#### DIRECTIONS
From the line that has "Guideline: put one point on each instance of the white stone" down to the final line of the listing below, transcribe every line exactly, and only those.

#### RECORDED DATA
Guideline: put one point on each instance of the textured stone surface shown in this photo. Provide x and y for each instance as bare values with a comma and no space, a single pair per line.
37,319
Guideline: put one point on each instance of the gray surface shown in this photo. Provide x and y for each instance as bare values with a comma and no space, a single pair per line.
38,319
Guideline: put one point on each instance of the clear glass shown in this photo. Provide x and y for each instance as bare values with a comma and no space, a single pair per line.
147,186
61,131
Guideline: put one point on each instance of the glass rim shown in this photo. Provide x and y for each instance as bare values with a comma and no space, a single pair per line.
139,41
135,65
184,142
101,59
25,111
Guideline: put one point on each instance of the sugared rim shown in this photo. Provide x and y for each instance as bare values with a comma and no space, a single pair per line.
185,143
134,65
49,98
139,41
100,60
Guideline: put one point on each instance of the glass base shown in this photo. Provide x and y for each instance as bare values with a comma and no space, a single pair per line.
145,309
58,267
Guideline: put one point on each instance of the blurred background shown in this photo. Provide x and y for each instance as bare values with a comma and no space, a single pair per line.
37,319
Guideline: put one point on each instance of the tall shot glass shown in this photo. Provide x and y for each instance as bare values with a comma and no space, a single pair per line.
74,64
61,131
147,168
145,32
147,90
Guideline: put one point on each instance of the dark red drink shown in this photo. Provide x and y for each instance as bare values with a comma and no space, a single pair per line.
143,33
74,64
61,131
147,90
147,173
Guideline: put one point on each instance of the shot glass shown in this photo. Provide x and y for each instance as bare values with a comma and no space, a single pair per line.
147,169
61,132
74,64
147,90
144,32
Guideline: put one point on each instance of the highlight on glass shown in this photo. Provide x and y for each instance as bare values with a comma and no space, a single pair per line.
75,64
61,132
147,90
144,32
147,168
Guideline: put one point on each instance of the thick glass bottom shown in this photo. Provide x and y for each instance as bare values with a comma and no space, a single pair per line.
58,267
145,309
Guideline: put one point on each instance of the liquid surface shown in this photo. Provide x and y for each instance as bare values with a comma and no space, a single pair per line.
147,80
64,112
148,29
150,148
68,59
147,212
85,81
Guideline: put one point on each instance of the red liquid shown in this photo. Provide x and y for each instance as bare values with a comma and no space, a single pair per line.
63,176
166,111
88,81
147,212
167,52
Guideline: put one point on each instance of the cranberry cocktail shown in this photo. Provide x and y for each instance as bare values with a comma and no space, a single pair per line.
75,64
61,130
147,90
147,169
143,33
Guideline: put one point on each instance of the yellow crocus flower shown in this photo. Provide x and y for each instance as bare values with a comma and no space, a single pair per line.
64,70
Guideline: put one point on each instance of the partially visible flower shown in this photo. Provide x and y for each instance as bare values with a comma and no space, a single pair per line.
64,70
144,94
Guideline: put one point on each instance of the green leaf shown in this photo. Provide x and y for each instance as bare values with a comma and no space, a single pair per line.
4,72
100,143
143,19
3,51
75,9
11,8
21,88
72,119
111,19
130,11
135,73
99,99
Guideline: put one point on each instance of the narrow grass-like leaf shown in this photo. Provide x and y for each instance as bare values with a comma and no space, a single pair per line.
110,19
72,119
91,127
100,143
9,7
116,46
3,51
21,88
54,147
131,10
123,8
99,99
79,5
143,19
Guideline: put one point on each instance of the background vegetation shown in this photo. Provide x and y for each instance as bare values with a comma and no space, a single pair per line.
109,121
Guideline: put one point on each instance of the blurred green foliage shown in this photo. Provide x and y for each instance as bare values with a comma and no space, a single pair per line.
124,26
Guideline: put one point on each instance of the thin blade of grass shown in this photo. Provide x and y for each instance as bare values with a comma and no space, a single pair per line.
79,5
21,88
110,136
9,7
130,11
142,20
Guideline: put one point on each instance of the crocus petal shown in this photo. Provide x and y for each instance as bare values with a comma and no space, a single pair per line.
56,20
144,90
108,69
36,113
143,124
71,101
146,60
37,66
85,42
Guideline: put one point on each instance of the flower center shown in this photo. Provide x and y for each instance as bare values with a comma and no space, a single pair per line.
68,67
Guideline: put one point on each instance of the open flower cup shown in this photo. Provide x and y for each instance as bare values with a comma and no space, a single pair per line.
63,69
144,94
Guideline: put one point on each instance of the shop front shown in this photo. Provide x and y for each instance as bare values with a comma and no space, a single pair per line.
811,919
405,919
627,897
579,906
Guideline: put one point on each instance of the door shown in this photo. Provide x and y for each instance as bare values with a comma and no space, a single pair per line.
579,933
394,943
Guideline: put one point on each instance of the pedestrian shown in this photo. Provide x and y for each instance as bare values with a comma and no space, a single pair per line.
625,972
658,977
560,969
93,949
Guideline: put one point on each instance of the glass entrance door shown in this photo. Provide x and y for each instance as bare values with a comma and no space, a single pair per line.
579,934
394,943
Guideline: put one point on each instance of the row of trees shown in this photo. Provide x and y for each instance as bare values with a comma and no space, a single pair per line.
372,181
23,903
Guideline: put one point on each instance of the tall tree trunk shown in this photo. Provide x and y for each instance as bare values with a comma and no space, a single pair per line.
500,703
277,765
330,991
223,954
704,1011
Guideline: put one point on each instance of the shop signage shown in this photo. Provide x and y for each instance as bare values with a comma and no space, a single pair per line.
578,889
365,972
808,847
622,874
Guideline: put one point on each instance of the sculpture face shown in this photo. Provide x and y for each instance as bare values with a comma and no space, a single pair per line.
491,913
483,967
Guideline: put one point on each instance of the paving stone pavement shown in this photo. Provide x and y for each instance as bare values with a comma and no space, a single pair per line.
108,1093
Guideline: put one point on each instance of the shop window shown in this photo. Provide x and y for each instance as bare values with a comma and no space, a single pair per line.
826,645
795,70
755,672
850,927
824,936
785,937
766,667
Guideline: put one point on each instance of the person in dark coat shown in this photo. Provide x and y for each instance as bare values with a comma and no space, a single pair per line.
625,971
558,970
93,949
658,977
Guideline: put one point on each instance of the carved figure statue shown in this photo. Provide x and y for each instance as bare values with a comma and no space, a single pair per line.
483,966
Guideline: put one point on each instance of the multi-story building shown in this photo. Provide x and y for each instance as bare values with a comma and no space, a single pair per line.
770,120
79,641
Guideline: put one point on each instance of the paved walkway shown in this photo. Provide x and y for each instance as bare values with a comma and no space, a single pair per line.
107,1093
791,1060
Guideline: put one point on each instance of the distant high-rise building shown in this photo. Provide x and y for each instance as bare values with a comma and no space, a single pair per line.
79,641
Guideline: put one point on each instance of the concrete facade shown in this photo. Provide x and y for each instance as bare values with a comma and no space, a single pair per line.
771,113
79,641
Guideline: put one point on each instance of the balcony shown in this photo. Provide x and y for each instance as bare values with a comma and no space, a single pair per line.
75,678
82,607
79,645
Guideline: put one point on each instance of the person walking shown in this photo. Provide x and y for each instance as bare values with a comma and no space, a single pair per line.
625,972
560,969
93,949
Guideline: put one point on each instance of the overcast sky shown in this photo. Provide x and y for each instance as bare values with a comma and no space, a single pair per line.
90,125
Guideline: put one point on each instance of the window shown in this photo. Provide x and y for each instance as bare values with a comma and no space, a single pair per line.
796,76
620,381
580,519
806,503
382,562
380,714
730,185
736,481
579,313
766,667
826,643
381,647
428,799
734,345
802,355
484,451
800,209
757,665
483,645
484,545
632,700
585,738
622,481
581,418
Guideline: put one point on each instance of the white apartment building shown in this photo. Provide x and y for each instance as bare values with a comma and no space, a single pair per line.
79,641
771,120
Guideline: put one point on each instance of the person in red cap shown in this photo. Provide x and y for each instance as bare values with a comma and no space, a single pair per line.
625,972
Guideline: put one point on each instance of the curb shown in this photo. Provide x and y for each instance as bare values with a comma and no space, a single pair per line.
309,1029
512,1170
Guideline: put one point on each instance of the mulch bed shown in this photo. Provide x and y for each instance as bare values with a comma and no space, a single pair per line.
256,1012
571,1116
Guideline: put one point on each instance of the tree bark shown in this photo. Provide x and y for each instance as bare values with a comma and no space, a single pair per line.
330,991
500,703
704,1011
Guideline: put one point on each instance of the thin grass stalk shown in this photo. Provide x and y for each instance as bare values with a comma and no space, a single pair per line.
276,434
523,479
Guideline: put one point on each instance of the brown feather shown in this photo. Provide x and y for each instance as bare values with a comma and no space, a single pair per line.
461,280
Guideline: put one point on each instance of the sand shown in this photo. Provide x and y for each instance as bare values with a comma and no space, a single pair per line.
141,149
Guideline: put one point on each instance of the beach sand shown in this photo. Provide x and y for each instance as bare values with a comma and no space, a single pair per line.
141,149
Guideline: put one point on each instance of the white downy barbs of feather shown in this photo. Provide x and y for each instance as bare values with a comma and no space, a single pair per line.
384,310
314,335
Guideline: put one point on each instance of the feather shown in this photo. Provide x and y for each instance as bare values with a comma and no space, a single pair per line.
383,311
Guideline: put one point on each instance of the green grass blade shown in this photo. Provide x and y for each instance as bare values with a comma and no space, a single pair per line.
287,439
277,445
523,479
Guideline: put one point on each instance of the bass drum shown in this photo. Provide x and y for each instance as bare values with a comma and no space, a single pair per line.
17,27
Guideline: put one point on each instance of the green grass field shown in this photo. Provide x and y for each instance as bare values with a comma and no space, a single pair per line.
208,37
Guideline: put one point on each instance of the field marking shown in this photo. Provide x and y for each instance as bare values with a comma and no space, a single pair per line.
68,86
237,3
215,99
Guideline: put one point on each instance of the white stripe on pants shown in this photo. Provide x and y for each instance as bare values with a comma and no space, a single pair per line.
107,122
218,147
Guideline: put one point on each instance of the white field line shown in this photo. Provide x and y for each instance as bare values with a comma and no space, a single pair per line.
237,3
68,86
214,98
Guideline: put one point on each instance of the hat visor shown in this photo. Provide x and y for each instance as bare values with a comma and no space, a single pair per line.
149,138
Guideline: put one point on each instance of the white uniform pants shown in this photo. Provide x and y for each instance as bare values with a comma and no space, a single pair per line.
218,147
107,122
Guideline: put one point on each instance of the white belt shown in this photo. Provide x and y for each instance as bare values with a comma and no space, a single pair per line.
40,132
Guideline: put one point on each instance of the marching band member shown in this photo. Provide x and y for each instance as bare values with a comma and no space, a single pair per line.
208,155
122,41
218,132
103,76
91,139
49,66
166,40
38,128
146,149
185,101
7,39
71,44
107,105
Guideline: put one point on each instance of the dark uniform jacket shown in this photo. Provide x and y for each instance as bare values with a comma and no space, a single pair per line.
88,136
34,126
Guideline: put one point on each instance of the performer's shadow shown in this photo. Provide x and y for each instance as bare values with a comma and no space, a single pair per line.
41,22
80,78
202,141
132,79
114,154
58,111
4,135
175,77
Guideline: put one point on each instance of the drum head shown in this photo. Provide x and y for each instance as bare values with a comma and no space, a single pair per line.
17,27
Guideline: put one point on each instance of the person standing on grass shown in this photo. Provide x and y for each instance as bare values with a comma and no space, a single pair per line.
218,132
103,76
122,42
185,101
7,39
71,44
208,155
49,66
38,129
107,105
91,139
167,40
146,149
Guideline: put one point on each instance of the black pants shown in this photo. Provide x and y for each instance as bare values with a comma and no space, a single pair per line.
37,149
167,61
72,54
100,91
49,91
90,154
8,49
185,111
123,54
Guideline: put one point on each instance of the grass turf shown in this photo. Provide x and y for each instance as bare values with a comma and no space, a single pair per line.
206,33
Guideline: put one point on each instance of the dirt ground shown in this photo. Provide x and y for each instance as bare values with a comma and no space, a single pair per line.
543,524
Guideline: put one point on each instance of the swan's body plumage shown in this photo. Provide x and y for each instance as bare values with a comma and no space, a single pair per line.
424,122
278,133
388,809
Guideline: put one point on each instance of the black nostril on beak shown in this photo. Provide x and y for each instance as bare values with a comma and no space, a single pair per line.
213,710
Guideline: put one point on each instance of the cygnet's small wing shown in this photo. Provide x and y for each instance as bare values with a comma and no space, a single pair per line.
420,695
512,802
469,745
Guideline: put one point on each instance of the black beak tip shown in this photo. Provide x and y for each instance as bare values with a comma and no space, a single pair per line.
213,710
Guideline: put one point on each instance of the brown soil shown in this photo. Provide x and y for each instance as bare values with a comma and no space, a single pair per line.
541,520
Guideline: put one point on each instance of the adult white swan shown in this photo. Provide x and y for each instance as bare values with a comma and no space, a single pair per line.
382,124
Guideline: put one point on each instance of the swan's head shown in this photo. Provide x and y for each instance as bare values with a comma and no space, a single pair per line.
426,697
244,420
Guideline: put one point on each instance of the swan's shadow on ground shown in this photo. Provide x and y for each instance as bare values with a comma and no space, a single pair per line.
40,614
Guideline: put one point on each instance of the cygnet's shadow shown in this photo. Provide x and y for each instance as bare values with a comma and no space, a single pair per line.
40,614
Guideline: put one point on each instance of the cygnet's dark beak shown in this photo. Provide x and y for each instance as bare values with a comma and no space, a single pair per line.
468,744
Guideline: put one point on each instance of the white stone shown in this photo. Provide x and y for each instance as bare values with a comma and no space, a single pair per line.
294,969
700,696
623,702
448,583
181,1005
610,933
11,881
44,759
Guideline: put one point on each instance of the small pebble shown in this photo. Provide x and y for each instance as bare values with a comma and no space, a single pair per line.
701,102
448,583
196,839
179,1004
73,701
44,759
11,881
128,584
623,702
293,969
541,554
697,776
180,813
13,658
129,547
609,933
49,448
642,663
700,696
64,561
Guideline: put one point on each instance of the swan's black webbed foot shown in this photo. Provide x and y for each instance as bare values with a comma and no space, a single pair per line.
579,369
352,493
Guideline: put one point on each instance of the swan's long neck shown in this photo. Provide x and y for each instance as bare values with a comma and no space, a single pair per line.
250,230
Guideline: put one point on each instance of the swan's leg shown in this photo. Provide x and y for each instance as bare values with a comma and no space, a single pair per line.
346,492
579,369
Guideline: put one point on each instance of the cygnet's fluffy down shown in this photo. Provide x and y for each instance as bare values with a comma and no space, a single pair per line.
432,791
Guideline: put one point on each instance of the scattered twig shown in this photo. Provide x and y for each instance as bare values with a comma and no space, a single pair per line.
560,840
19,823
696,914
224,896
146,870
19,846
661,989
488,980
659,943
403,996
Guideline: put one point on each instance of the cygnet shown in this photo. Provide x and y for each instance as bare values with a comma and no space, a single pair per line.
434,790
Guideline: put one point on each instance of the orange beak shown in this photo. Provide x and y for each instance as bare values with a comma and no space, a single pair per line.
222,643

#### SOLUTION BELOW
Guideline: put one point on each instance of the white stone shown in this photo. Provide x and y for each instance as bare values with a comma and no space, a single pair per line.
294,969
700,696
623,702
448,583
181,1005
610,933
11,881
44,759
Guideline: put one point on each instance of the small pebble shown in this photo. Provide x and y for each instance as bare values with a comma and no space, a single pair per line.
701,102
448,583
196,839
179,1004
73,701
44,759
11,881
128,584
623,702
293,969
541,554
697,776
180,813
13,658
129,547
609,933
49,448
642,663
700,696
64,561
Guideline: put one point on each instance of the swan's black webbed foot shown in this photo. Provide x and y for each instance as bare values with a comma and no space, a single pair per line.
579,369
352,493
Guideline: put one point on each instance of the swan's long neck shown in this photo. Provide x and y for each instance as bare values with a comma and no space, a single pair per line.
250,230
Guideline: put one point on each instance of the swan's leg shown in this photo. Provide x and y for each instance as bare values with a comma and no space, a single pair per line.
346,492
579,369
Guideline: put one point on each instance of the cygnet's fluffy down shown in this photo. Provide x and y for each instance as bare values with a comma and no space, a single pair per line.
432,791
Guideline: put one point on each instance of the scattered twig shown in this photo. Provide x and y for each instance as bare values with a comma and no space, a single pair per line.
560,840
19,823
696,914
224,896
146,870
19,846
661,989
488,980
659,943
403,996
Guideline: put one point on each instance of the cygnet shown in this photo. Provide x and y for each instance as bare values with a comma and no space, a single pair per line.
434,790
Guideline: put one point on each instance of the orange beak shown in this photo. Provide x and y for each instance as bare values with a comma and no space, a single pair per line.
222,643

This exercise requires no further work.